* **RECORDS FOR THIS EXERCISE**:
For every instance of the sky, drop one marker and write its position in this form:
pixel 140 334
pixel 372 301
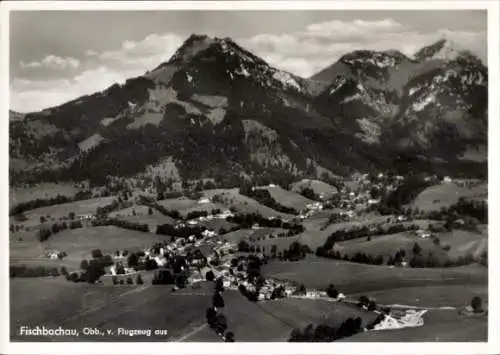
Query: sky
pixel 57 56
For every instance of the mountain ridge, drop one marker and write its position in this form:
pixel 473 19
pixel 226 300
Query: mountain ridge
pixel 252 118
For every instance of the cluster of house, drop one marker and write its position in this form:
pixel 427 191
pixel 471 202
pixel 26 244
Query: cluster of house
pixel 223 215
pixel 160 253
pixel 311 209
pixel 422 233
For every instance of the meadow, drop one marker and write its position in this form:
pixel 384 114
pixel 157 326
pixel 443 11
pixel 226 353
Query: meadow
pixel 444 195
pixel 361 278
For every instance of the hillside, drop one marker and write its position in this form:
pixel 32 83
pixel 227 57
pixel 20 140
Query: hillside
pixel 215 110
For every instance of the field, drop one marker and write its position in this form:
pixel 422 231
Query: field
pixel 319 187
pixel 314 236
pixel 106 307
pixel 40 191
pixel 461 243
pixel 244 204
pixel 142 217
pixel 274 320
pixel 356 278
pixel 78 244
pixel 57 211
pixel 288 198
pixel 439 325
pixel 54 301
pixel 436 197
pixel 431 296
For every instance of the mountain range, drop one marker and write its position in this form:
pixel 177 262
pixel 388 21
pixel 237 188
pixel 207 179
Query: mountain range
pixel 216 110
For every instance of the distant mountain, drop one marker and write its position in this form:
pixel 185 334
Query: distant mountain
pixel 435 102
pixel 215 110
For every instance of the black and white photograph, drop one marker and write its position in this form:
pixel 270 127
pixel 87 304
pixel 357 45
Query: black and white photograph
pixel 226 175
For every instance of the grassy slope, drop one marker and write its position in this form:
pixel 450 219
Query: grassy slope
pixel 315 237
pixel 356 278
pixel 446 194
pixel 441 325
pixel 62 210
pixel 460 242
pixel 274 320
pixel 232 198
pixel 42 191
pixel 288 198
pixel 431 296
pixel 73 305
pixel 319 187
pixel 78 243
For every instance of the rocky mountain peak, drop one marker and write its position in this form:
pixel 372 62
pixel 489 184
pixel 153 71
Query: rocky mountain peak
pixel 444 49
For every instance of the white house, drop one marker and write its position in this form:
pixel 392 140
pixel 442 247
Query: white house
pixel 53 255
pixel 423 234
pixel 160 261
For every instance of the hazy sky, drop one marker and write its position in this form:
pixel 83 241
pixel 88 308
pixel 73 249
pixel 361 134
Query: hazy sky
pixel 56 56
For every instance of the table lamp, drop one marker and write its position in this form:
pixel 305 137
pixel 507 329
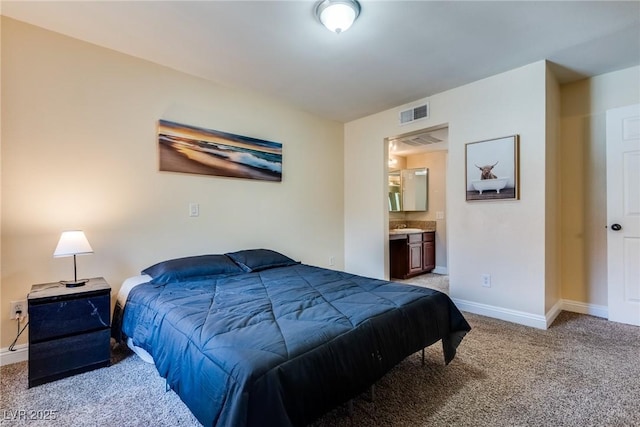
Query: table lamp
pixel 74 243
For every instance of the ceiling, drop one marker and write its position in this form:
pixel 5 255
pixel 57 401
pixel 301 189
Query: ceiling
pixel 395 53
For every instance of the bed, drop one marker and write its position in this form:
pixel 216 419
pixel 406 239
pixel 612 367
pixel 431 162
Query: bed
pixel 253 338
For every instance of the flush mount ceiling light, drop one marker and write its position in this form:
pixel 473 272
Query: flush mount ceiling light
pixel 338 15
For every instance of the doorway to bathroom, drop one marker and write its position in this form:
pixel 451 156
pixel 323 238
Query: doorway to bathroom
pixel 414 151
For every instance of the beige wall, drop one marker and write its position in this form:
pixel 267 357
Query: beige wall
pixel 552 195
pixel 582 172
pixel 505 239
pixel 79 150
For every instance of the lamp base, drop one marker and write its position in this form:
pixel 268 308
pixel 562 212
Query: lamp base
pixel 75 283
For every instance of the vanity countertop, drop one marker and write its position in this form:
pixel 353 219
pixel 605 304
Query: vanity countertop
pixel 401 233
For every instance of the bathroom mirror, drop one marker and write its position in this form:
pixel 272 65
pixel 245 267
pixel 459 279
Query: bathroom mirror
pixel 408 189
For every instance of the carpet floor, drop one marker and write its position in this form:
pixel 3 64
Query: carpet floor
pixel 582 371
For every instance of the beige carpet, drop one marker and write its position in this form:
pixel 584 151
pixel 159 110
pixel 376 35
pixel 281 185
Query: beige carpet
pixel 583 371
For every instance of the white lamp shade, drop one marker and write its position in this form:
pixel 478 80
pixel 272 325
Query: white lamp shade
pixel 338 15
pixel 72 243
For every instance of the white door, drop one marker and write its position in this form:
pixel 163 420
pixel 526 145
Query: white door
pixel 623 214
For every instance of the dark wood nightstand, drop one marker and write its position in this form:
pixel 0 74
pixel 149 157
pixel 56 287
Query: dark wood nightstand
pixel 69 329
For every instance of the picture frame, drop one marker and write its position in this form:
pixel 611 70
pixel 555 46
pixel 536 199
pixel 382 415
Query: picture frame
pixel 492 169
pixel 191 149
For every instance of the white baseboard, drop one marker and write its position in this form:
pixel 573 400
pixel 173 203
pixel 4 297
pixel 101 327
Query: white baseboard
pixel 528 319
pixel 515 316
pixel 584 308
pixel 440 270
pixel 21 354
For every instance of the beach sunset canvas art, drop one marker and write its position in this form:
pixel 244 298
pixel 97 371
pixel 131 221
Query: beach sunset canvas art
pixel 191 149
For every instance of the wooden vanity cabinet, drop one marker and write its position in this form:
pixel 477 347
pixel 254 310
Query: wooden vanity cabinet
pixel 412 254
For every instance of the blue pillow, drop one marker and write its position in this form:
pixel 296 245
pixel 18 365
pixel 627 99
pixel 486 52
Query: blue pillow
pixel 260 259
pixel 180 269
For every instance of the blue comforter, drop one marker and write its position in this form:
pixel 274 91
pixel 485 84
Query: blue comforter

* **TASK PROMPT**: Copy all of the records above word for word, leaving out the pictures.

* **ANSWER TO THIS PROBLEM**:
For every instance of the sky, drop one marker and write its position in this form:
pixel 140 334
pixel 372 301
Query: sky
pixel 57 56
For every instance of the mountain ridge, drop one marker and write its position in this form:
pixel 473 19
pixel 226 300
Query: mountain ridge
pixel 252 118
For every instance of the cluster of house, drop one marker and write its position in this form:
pixel 427 191
pixel 471 202
pixel 26 244
Query: cluster of house
pixel 223 215
pixel 160 253
pixel 311 209
pixel 422 233
For every instance of the meadow, drop one marker and write its position in this form:
pixel 384 114
pixel 157 326
pixel 443 11
pixel 226 353
Query: meadow
pixel 444 195
pixel 361 278
For every instance of the hillside, drop one marker and write its position in this form:
pixel 32 83
pixel 227 57
pixel 20 140
Query: hillside
pixel 215 110
For every instance of the field, drop one marker and write its position in this form:
pixel 422 231
Query: field
pixel 319 187
pixel 314 236
pixel 106 307
pixel 40 191
pixel 461 243
pixel 244 204
pixel 142 217
pixel 274 320
pixel 356 278
pixel 78 244
pixel 57 211
pixel 288 198
pixel 439 325
pixel 54 301
pixel 436 197
pixel 431 296
For every instance of the mountain range, drop one marker and write its position in this form:
pixel 177 262
pixel 388 21
pixel 237 188
pixel 207 179
Query: mountain range
pixel 216 110
For every instance of the distant mountain, drop one marker and write its position in this form:
pixel 185 334
Query: distant mountain
pixel 435 102
pixel 215 110
For every instance of the black and white photograph, drop one marker and write its position in this form:
pixel 270 127
pixel 87 304
pixel 357 45
Query: black and white photograph
pixel 226 175
For every instance of the grassy slope, drop one marker and write its position in this form:
pixel 450 219
Query: grassy slope
pixel 315 237
pixel 356 278
pixel 446 194
pixel 441 325
pixel 62 210
pixel 460 242
pixel 274 320
pixel 232 198
pixel 42 191
pixel 288 198
pixel 431 296
pixel 73 305
pixel 319 187
pixel 78 243
For every instance of the rocky mountain peak, drop one marker and write its position in this form:
pixel 372 62
pixel 489 184
pixel 153 71
Query: rocky mountain peak
pixel 444 49
For every instance of the white house, drop one marker and write its position in this form:
pixel 392 140
pixel 442 247
Query: white house
pixel 53 255
pixel 423 234
pixel 160 261
For every instance of the hazy sky, drop one marker and write its position in this form:
pixel 83 241
pixel 88 308
pixel 73 249
pixel 361 134
Query: hazy sky
pixel 56 56
For every instance of the table lamp, drop one marker and write its position in this form:
pixel 305 137
pixel 507 329
Query: table lamp
pixel 74 243
For every instance of the ceiling, drop one marker and write its position in this form:
pixel 5 255
pixel 57 401
pixel 301 189
Query: ceiling
pixel 395 53
For every instance of the bed, drop one marker and write its position in this form:
pixel 216 419
pixel 406 239
pixel 612 367
pixel 431 162
Query: bed
pixel 253 338
For every instance of the flush mount ceiling light, drop one marker and write its position in this form:
pixel 473 272
Query: flush mount ceiling light
pixel 338 15
For every instance of the doorway to bathroom, drop one marker and write its position in this form:
pixel 451 156
pixel 323 238
Query: doorway to bathroom
pixel 414 151
For every instance of the beige wall, drop one marker and write its position in this form:
pixel 267 357
Query: beige wall
pixel 552 195
pixel 582 172
pixel 505 239
pixel 79 150
For every instance of the lamp base, drop one marker and write its position in this form:
pixel 268 308
pixel 562 212
Query: lamp base
pixel 75 283
For every instance of the vanity countertop, drop one marker and write its position in this form:
pixel 353 219
pixel 605 304
Query: vanity countertop
pixel 401 233
For every instance of the bathroom mirror, drop one marker and write its position in this form:
pixel 272 65
pixel 245 267
pixel 459 279
Query: bathroom mirror
pixel 408 189
For every instance of the carpet floor, drop one marker and write its position in this form:
pixel 3 64
Query: carpet floor
pixel 582 371
For every instance of the beige carpet, drop one marker and write its position in this form:
pixel 584 151
pixel 159 110
pixel 376 35
pixel 281 185
Query: beige carpet
pixel 583 371
For every instance of the white lamp shade, drop one marker and write its position in this form:
pixel 478 80
pixel 272 325
Query: white lamp shade
pixel 338 15
pixel 72 243
For every instance of the white door, drop one marker and write its position in this form:
pixel 163 420
pixel 526 145
Query: white door
pixel 623 214
For every instance of the dark wood nightstand, drop one marker and write its position in this form:
pixel 0 74
pixel 149 157
pixel 56 287
Query: dark wood nightstand
pixel 69 329
For every instance of the picture frame, drop one marker and write its position in this form:
pixel 611 70
pixel 555 46
pixel 536 199
pixel 382 415
Query: picture frame
pixel 492 169
pixel 191 149
For every instance of the white baseboard, drop one marker and write its position in this form:
pixel 573 400
pixel 173 203
pixel 4 297
pixel 101 327
Query: white baseboard
pixel 528 319
pixel 515 316
pixel 584 308
pixel 440 270
pixel 21 354
For every instance of the beach sunset canvas art, drop one marker and write its position in this form:
pixel 244 298
pixel 97 371
pixel 131 221
Query: beach sunset canvas art
pixel 191 149
For every instance of the wooden vanity cabinet, drop one marker and write its position in this form:
pixel 477 347
pixel 254 310
Query: wooden vanity cabinet
pixel 412 254
For every instance of the blue pillow, drop one marker and write its position in this form:
pixel 296 245
pixel 18 365
pixel 627 99
pixel 486 52
Query: blue pillow
pixel 260 259
pixel 180 269
For every instance of the blue comforter, drop one marker and write its position in this form:
pixel 274 91
pixel 485 84
Query: blue comforter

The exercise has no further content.